** Start Material supplied **

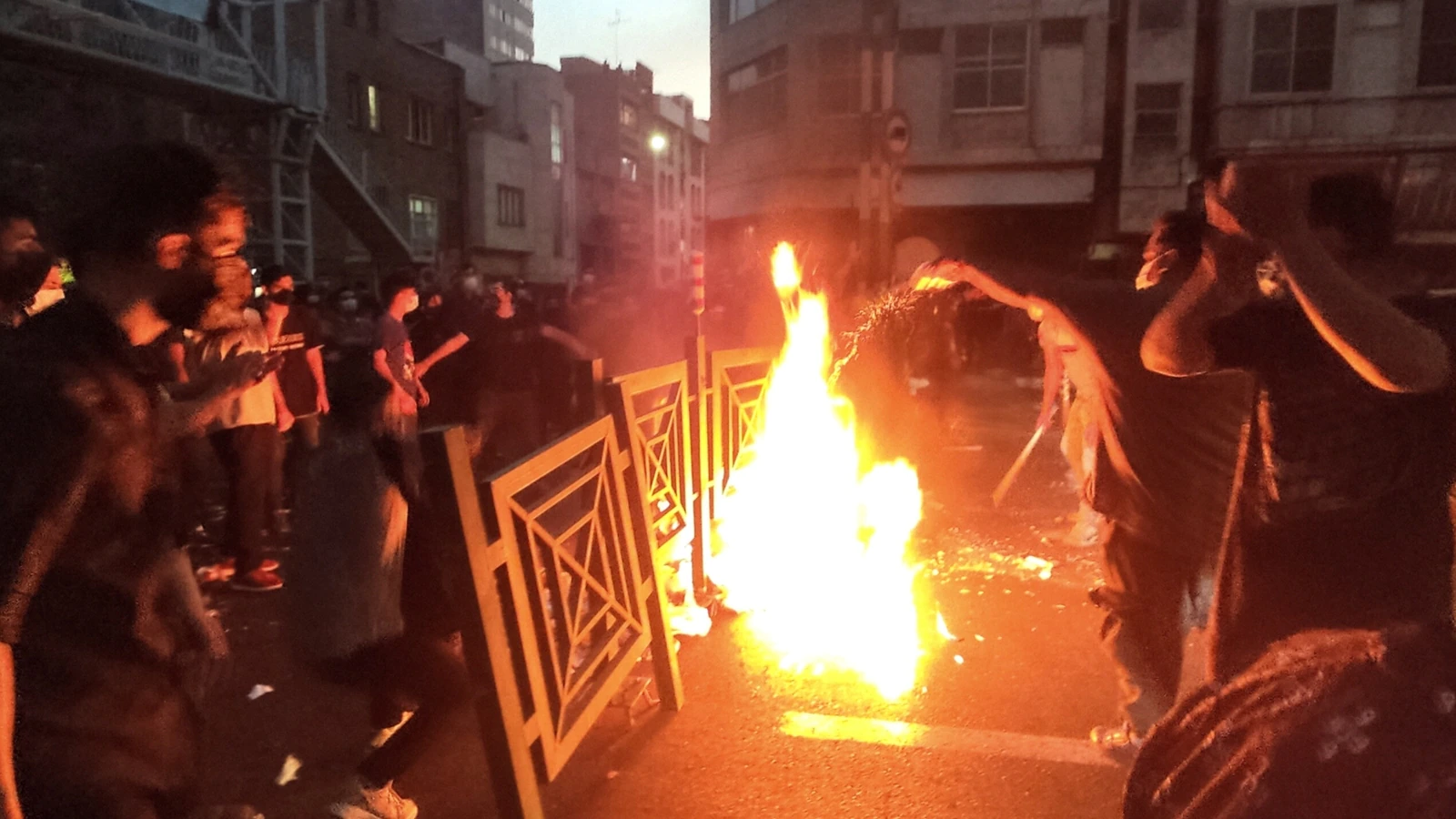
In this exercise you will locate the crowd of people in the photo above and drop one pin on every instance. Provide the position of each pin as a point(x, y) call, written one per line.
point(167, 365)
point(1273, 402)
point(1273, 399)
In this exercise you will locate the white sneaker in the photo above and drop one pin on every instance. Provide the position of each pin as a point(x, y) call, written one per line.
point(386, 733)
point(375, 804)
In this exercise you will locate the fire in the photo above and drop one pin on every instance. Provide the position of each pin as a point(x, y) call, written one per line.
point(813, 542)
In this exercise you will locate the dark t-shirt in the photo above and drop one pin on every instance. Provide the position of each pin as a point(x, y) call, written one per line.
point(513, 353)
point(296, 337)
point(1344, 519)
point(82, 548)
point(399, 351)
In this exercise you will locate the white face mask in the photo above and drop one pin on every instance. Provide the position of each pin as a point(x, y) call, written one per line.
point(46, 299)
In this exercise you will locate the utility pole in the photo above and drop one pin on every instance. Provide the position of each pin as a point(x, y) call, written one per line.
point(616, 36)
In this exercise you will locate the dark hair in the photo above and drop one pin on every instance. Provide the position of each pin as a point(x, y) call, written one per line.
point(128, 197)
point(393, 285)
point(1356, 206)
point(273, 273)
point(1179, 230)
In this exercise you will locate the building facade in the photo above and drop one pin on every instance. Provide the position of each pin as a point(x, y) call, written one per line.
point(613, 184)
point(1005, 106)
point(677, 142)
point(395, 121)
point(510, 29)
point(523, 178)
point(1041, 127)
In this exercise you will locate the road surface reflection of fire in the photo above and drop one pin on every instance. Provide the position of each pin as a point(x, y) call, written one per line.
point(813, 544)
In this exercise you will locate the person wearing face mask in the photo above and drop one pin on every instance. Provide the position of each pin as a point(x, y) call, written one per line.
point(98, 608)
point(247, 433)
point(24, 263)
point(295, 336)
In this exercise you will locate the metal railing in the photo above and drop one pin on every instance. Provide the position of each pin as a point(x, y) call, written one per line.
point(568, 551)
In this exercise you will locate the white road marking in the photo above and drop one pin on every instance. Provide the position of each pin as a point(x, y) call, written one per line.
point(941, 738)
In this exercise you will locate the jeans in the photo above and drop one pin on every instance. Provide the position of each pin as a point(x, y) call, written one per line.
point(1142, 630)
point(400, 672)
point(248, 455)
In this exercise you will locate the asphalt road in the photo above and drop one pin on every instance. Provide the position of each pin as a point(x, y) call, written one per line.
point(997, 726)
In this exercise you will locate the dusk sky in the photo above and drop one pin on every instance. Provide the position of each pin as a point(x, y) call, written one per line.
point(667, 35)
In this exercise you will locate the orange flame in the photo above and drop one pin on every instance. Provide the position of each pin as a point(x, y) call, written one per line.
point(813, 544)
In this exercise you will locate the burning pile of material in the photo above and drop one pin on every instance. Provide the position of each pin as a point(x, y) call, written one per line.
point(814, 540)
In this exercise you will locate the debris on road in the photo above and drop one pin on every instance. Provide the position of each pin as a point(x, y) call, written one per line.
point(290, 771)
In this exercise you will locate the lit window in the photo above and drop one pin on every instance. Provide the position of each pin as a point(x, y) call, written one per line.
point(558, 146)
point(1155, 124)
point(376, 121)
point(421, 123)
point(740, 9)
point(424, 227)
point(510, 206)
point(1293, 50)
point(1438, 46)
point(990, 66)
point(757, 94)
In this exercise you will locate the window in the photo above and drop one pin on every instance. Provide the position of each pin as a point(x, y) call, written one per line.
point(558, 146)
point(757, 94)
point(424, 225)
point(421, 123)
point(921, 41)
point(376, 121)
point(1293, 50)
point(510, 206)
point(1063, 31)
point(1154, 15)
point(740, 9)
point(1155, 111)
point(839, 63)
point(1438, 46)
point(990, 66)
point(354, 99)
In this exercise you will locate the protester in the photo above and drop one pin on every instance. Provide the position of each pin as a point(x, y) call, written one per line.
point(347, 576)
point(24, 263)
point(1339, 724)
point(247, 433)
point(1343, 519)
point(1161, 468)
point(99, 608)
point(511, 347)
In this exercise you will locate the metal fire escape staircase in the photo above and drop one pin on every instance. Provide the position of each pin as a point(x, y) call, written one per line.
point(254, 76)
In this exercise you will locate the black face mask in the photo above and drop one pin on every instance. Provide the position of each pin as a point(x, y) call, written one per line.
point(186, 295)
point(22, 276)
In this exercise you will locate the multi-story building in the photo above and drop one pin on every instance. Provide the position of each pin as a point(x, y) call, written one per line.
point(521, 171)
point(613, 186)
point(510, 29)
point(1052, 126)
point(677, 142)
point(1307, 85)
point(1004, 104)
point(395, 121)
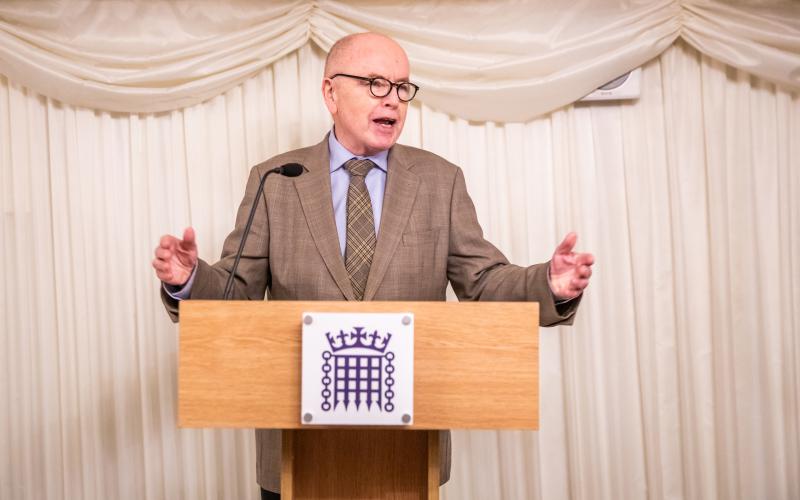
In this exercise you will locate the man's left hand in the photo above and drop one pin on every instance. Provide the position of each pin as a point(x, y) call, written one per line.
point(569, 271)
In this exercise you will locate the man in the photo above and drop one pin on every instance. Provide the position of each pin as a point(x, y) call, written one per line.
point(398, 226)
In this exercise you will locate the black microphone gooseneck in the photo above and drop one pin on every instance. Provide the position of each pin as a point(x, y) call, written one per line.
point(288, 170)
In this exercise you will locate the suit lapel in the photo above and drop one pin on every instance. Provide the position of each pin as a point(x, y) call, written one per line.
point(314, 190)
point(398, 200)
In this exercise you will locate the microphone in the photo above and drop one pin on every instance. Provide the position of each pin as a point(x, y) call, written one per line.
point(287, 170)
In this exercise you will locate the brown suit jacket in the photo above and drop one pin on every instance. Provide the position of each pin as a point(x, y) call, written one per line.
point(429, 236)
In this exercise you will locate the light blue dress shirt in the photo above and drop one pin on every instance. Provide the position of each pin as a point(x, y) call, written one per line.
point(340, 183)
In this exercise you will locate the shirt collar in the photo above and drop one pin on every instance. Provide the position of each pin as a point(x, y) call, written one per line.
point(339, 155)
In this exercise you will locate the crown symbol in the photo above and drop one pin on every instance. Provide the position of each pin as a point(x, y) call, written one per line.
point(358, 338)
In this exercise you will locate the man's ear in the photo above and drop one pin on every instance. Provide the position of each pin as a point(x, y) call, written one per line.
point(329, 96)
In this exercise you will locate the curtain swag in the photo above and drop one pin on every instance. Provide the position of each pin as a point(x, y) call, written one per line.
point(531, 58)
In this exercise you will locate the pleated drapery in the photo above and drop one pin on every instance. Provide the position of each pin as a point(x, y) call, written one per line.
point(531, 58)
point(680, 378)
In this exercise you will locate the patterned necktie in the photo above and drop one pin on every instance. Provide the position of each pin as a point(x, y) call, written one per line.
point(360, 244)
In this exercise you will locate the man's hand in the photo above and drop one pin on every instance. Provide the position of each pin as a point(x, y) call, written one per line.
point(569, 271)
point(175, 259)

** End Material supplied **

> [Exercise description]
Copy out the lines of the rows exactly, starting at the beginning of the rows and ending at the line containing "point(1273, 399)", with both ends included. Omit the pictures from your answer.

> [Exercise solution]
In this exercise you will locate the crowd of people in the photo above and drop one pin on every instance. Provide the position of each pin as a point(x, y) call, written one per line.
point(167, 365)
point(1273, 402)
point(1273, 399)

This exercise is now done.